--- Begin ---

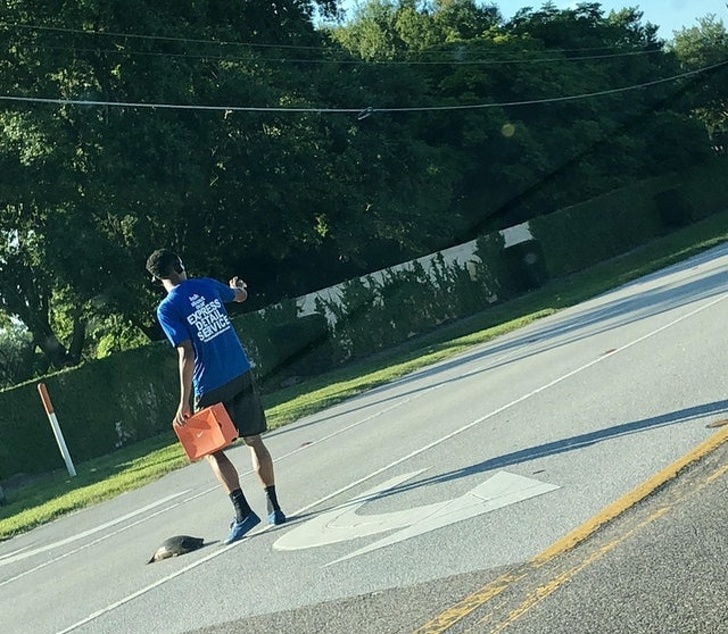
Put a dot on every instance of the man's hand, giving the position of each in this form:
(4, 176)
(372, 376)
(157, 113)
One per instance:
(183, 413)
(236, 282)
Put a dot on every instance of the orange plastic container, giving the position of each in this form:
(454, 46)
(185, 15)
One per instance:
(206, 432)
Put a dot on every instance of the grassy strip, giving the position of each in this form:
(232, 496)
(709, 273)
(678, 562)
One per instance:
(56, 494)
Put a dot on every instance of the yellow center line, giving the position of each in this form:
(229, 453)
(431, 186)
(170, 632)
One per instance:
(544, 590)
(460, 610)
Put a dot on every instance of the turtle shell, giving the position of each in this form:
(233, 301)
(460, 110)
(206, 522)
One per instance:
(176, 545)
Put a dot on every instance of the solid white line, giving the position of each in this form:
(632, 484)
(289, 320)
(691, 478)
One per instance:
(24, 554)
(399, 461)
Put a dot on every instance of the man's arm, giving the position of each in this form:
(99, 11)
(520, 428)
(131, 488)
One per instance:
(241, 294)
(186, 366)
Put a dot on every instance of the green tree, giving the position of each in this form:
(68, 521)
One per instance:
(701, 46)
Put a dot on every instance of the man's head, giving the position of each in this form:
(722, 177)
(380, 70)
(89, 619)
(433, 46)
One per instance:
(164, 264)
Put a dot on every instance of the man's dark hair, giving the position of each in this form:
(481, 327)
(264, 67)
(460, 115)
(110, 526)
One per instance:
(163, 262)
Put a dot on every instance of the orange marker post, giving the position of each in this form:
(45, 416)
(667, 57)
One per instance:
(56, 428)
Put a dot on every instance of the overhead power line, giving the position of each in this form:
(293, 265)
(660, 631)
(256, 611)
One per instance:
(357, 62)
(361, 112)
(253, 45)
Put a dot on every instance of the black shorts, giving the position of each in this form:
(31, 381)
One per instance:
(242, 402)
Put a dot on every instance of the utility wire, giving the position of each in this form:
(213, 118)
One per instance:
(357, 62)
(361, 112)
(221, 43)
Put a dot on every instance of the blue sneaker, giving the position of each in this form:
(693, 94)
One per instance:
(239, 529)
(276, 517)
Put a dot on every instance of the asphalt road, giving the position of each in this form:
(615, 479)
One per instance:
(444, 501)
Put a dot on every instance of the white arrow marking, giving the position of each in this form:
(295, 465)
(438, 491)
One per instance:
(343, 523)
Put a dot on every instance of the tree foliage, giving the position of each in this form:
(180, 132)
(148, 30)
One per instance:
(229, 131)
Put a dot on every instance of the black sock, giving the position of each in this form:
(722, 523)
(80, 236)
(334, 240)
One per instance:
(270, 493)
(242, 508)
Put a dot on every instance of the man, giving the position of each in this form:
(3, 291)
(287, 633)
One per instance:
(213, 364)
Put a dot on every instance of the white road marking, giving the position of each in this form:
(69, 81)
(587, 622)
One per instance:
(343, 523)
(24, 554)
(412, 454)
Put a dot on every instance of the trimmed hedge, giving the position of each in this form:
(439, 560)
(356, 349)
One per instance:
(100, 406)
(130, 396)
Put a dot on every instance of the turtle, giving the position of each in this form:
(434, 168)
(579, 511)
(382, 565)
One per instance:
(177, 545)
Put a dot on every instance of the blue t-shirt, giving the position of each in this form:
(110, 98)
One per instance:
(195, 310)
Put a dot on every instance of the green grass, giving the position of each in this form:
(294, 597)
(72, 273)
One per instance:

--- End ---

* [WHAT IS NEEDED] Convert the whole listing above into a JSON list of strings, with one string for each line and no blank lines. Leave the pictures out.

* [FULL SOLUTION]
[
  "Put a dot on every instance of the man's hand, giving the position of each in this form:",
  "(4, 176)",
  "(372, 376)",
  "(157, 113)",
  "One per instance:",
  "(183, 413)",
  "(236, 282)",
  "Put a dot on every instance of the orange plastic container, giving the position of each in this form:",
  "(454, 46)",
  "(185, 15)",
  "One per instance:",
  "(206, 432)",
  "Put a dot on every instance of the grassy strip, giving the position of each in this form:",
  "(232, 496)",
  "(709, 273)",
  "(678, 562)",
  "One per instance:",
  "(56, 494)",
  "Put a dot on every instance of the yellow center line, giving the position of each in this form:",
  "(229, 453)",
  "(431, 186)",
  "(170, 632)",
  "One per instance:",
  "(544, 590)",
  "(460, 610)",
  "Put a dot on every instance of the turtle shell, giving the position of each in this form:",
  "(233, 301)",
  "(460, 110)",
  "(206, 522)",
  "One per instance:",
  "(176, 545)",
  "Put a dot on every instance of the solid white line, giving the position of each in this form:",
  "(632, 484)",
  "(289, 320)",
  "(691, 478)",
  "One per instance:",
  "(24, 554)",
  "(399, 461)",
  "Put a dot on every instance of the man's arm, giving the position of each in this form:",
  "(99, 11)",
  "(520, 428)",
  "(131, 488)",
  "One per instance:",
  "(241, 294)",
  "(186, 366)",
  "Put a dot on every instance of the green tree, giving the position of each in this form:",
  "(68, 521)",
  "One per instance:",
  "(701, 46)",
  "Put a dot on every instance of the man's head, giving the position of each in this form:",
  "(722, 177)",
  "(380, 70)",
  "(89, 619)",
  "(433, 46)",
  "One per instance:",
  "(164, 264)",
  "Put a dot on every instance of the man's dark hair, giving the position of each in this form:",
  "(481, 327)",
  "(264, 67)",
  "(460, 115)",
  "(110, 526)",
  "One per instance:",
  "(163, 262)",
  "Put a dot on every instance of the orange marker post, giving the position of each in this form:",
  "(45, 416)",
  "(667, 57)",
  "One per instance:",
  "(56, 428)",
  "Put a dot on every instance of the overhead power line, giving the position of each in this form:",
  "(293, 265)",
  "(660, 631)",
  "(256, 611)",
  "One per instance:",
  "(357, 62)",
  "(361, 112)",
  "(253, 45)",
  "Put a dot on every instance of the black shorts, giving the position of each in this form:",
  "(31, 381)",
  "One per instance:",
  "(242, 402)",
  "Put a dot on every instance of the utility wire, giving the position of each in this form:",
  "(213, 118)",
  "One per instance:",
  "(357, 62)",
  "(361, 112)",
  "(221, 43)",
  "Put a dot on every instance of the blue sneaker, giving the position of each in this form:",
  "(693, 94)",
  "One per instance:",
  "(239, 529)",
  "(276, 517)",
  "Put a dot on every instance of the asphalt road, giving the position of each in this form:",
  "(615, 479)",
  "One per instance:",
  "(444, 501)",
  "Put a dot on every instance of the white arrow marking, giving the position of each in this form:",
  "(295, 465)",
  "(438, 491)",
  "One per instance:",
  "(343, 523)",
  "Put a dot on every instance of the tree foliage, giving the position of each in this form:",
  "(180, 132)",
  "(148, 30)",
  "One per instance:",
  "(229, 131)",
  "Put a dot on every instance of the black sock, giving the position of each in this form:",
  "(722, 523)",
  "(80, 236)",
  "(334, 240)",
  "One per instance:",
  "(270, 493)",
  "(242, 508)",
  "Put a dot on every instance of the man, giving the position of each in this form:",
  "(3, 291)",
  "(287, 633)",
  "One per instance:",
  "(213, 364)",
  "Put a dot on every instance of the white road marking, giving the position of each in this form:",
  "(69, 81)",
  "(587, 622)",
  "One per instance:",
  "(343, 523)",
  "(24, 554)",
  "(412, 454)",
  "Put a dot on every instance of the trimmed hedge, giving the position of each in this form:",
  "(439, 560)",
  "(356, 349)",
  "One per instance:",
  "(100, 406)",
  "(130, 396)",
  "Put a dot on every instance of the turtle, giving the position of each in this form:",
  "(434, 168)",
  "(579, 511)",
  "(382, 565)",
  "One per instance:",
  "(177, 545)",
  "Put a dot on every instance of the blue t-shirt, giving the position of each in this form:",
  "(110, 98)",
  "One per instance:",
  "(195, 310)",
  "Put a dot on every instance of the green grass, giving the position of each in this form:",
  "(294, 597)",
  "(72, 273)",
  "One per instance:"
]